What you should do: Copy out each line in the listing below that contains the word "life".
"""
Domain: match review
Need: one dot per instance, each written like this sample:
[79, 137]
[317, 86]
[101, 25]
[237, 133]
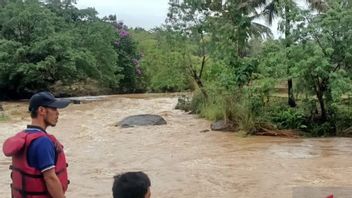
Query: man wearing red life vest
[39, 168]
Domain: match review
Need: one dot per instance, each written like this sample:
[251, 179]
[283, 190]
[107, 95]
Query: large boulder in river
[223, 125]
[141, 120]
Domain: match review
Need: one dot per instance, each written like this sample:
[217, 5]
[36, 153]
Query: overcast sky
[134, 13]
[142, 13]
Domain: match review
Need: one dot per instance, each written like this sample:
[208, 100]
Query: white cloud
[134, 13]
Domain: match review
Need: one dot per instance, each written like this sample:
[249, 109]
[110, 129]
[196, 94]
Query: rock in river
[141, 120]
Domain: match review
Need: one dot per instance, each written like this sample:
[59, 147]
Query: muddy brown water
[181, 160]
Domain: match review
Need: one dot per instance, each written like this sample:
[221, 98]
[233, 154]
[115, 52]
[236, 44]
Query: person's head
[131, 185]
[43, 108]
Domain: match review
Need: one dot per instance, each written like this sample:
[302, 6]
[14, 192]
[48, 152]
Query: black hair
[131, 185]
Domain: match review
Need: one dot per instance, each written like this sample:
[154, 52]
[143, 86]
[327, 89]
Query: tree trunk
[291, 97]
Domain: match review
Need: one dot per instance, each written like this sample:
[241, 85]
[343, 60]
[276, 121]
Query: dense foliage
[44, 45]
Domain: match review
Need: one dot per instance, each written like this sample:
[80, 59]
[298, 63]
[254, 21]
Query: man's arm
[53, 183]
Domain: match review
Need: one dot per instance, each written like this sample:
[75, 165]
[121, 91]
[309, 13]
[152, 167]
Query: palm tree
[283, 9]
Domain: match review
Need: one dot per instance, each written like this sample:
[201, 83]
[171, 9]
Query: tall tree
[288, 11]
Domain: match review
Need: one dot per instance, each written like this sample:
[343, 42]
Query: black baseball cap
[46, 99]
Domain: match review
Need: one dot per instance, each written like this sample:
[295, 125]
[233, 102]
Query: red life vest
[28, 182]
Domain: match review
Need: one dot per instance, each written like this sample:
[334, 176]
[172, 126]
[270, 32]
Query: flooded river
[181, 160]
"""
Finished answer:
Query: man wearing red life vest
Query: red life vest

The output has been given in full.